DOCUMENT SECTION -
########################################

MIT’s autonomous robot uses UVC light to kill coronavirus particles on surfaces
A new robot has been created by researchers at MIT to help fight the novel coronavirus. The autonomous machine emits UVC, a short-wavelength ultraviolet light that can kill microorganisms and disrupt their DNA.
The robot is a joint project between MIT’s Computer Science and Artificial Intelligence Laboratory (CSAIL) and Ava Robotics. As UVC light is harmful to humans, the machine is used to disinfect locations after workers have finished their shifts.
A prototype has already been deployed at the Great Boston Food Bank (GBFB), where its 0.22 miles per hour speed should allow it to cover the 4,000 square feet in 30 minutes. The four vertical bars blast out UVC light that can neutralize around 90 percent of coronavirus particles on surfaces.
Food banks have been more important than ever during the Covid-19 crisis, as many people lose their jobs because of the pandemic. Keeping the facilities free from the virus is vital to ensure it doesn’t spread further.
“Food banks provide an essential service to our communities, so it is critical to help keep these operations running,” said Alyssa Pierson, research scientist at CSAIL. “Here, there was a unique opportunity to provide additional disinfecting power to their current workflow, and help reduce the risks of Covid-19 exposure.”
The robot is operated by a remote user initially, who teaches it a path around the warehouse. It’s then able to operate autonomously, moving between user-defined waypoints that can be added or deleted as needed.
Ultraviolet germicidal irradiation is often used in hospitals and other medical settings to sterilize empty patient waiting rooms.
It’s hoped that the robot could eventually find use in other environments, including factories, restaurants, and stores.
“We are excited to see the UVC disinfecting robot support our community in this time of need,” said CSAIL director and project lead Daniela Rus. “The insights we received from the work at GBFB has highlighted several algorithmic challenges. We plan to tackle these in order to extend the scope of autonomous UV disinfection in complex spaces, including dorms, schools, airplanes, and grocery stores.”

########################################

SUPPLIED RECORDS -
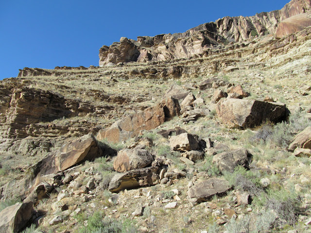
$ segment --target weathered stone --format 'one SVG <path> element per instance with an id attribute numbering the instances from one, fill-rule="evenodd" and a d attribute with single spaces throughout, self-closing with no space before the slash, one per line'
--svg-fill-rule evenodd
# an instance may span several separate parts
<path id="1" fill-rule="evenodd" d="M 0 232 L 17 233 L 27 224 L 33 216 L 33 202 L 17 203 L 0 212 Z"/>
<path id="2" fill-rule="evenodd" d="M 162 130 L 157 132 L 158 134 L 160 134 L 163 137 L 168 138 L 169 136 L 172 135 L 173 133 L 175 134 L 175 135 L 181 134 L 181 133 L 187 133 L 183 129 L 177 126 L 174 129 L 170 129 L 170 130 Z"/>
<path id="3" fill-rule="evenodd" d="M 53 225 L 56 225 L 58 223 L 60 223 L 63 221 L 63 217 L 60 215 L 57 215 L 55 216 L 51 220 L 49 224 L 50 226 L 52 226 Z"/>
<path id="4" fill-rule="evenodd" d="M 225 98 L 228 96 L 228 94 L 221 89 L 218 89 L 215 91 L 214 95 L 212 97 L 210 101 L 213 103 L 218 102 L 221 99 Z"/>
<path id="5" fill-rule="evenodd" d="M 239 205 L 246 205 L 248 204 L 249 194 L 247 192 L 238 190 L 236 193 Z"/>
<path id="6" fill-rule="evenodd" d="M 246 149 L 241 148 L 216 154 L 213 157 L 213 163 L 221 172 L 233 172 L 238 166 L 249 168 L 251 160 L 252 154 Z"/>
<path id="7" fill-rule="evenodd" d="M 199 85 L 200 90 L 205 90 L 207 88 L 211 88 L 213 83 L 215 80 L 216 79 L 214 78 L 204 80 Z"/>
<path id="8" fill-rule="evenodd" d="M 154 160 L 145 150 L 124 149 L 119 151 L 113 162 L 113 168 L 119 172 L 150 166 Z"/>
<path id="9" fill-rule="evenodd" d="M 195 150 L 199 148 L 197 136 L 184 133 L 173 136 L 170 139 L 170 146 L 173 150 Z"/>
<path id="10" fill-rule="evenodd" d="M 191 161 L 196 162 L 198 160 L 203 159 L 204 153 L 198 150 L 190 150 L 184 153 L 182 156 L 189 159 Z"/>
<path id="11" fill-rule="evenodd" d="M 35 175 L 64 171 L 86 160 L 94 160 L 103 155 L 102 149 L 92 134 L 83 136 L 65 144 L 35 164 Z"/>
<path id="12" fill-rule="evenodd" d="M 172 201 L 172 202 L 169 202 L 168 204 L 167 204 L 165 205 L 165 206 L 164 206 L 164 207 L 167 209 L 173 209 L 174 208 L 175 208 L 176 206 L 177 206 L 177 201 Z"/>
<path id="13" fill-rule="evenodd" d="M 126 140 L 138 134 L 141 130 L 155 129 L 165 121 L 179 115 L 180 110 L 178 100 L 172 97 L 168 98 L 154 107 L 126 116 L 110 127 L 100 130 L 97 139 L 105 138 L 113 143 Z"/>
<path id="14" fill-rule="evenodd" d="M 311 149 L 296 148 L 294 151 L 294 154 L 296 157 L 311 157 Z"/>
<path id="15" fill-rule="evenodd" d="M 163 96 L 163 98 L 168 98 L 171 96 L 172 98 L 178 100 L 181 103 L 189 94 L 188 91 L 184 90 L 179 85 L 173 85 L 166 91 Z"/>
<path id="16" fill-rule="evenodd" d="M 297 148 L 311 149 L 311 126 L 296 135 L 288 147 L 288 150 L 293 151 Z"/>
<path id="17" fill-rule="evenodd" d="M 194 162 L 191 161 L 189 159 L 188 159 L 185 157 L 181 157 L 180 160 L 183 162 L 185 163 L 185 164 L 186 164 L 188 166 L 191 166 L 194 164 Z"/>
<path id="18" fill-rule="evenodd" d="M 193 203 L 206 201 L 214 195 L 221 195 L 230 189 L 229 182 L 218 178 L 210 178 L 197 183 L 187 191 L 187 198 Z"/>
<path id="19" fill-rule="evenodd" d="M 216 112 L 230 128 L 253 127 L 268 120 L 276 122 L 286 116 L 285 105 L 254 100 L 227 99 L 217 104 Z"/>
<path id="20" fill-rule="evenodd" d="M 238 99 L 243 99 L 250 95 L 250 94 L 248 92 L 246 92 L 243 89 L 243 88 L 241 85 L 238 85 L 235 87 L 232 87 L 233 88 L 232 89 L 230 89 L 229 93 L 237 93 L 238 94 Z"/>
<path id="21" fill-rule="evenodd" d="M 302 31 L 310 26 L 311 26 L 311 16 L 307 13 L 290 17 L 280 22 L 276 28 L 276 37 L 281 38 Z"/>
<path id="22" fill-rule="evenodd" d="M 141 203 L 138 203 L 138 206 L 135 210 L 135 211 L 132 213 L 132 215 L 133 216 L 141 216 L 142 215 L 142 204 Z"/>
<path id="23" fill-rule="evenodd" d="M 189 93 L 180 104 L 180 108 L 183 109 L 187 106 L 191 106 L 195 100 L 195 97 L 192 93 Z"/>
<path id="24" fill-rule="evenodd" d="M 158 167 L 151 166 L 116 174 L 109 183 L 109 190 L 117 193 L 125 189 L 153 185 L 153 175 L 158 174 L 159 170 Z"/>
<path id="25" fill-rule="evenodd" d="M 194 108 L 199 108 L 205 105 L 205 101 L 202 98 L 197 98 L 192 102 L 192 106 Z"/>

########################################

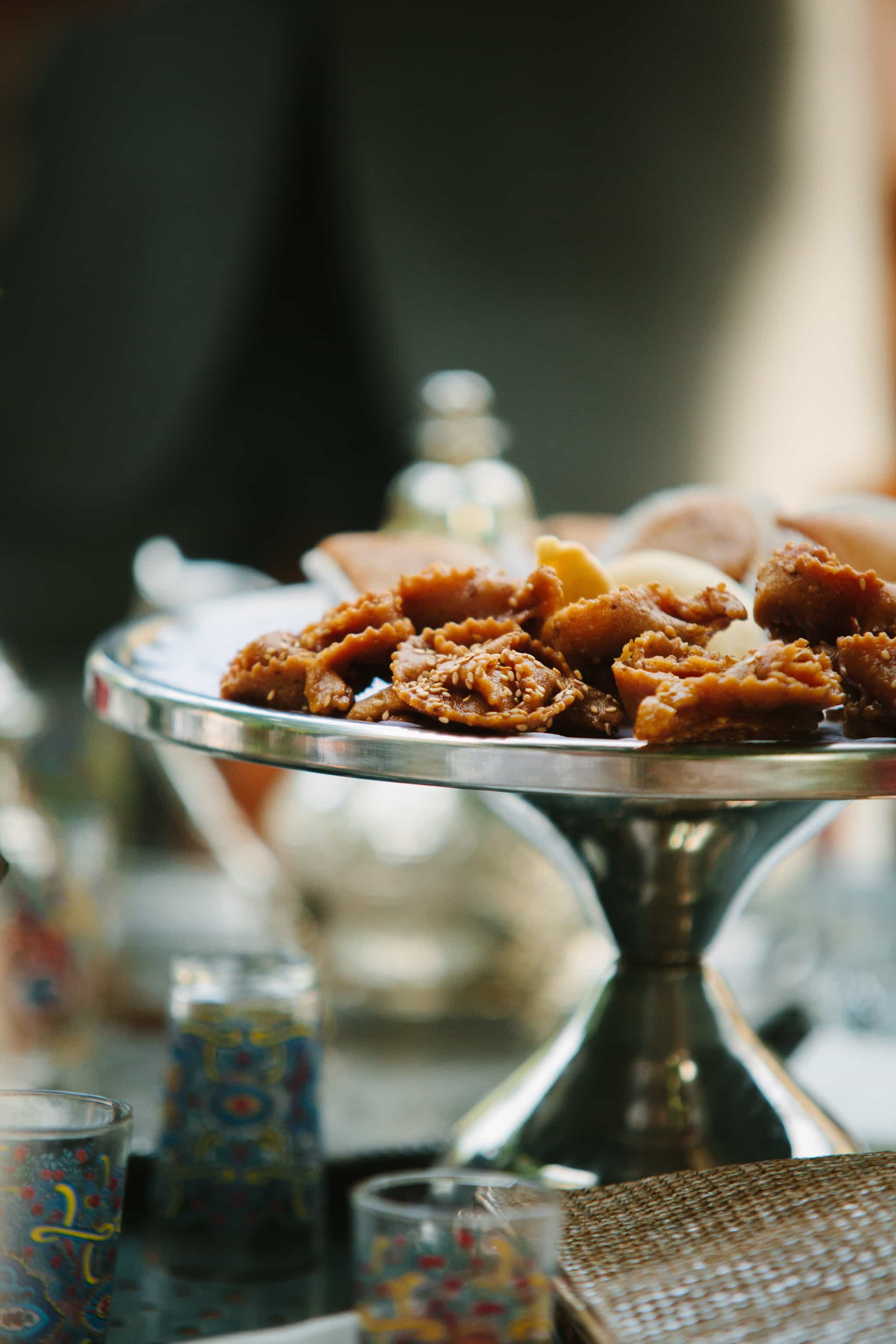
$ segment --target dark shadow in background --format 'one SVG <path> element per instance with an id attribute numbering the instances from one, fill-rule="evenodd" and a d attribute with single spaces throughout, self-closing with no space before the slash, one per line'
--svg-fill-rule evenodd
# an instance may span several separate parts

########################################

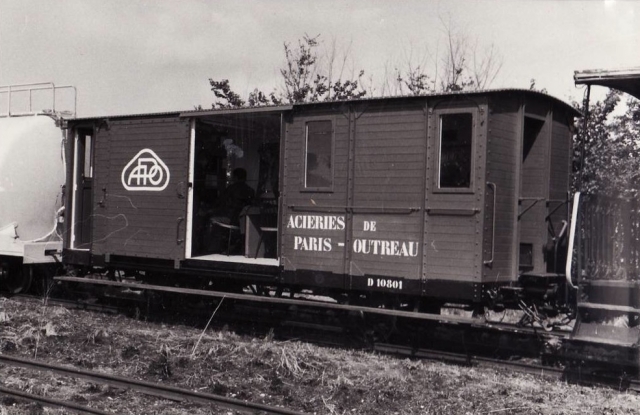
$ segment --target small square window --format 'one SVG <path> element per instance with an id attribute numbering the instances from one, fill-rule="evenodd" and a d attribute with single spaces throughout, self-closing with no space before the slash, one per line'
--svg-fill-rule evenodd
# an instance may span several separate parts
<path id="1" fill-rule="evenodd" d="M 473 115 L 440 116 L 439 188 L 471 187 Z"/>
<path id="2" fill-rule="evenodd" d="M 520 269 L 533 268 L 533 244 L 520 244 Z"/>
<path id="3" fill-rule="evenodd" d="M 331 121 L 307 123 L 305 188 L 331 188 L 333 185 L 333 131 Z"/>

########################################

ASSIGNMENT 1 -
Decide whether each statement agrees with the article on MIT's UVC robot. Answer yes or no for each, and quote the words from the article that settle it.
(a) The robot was built jointly by MIT's CSAIL and Ava Robotics.
(b) The robot disinfects areas while workers are still on their shifts.
(c) The UVC light can neutralize about 90 percent of coronavirus particles on surfaces.
ASSIGNMENT 2 - According to the article on MIT's UVC robot, what speed lets the prototype cover the 4,000 square feet at the Great Boston Food Bank in 30 minutes?
ASSIGNMENT 3 - Translate this sentence from the article on MIT's UVC robot into Spanish: "It’s hoped that the robot could eventually find use in other environments, including factories, restaurants, and stores."

TASK RESULT 1 -
(a) Yes: "The robot is a joint project between MIT’s Computer Science and Artificial Intelligence Laboratory (CSAIL) and Ava Robotics."
(b) No: "the machine is used to disinfect locations after workers have finished their shifts."
(c) Yes: "The four vertical bars blast out UVC light that can neutralize around 90 percent of coronavirus particles on surfaces."

TASK RESULT 2 - 0.22 miles per hour.

TASK RESULT 3 - Se espera que con el tiempo el robot pueda utilizarse en otros entornos, incluidos fábricas, restaurantes y tiendas.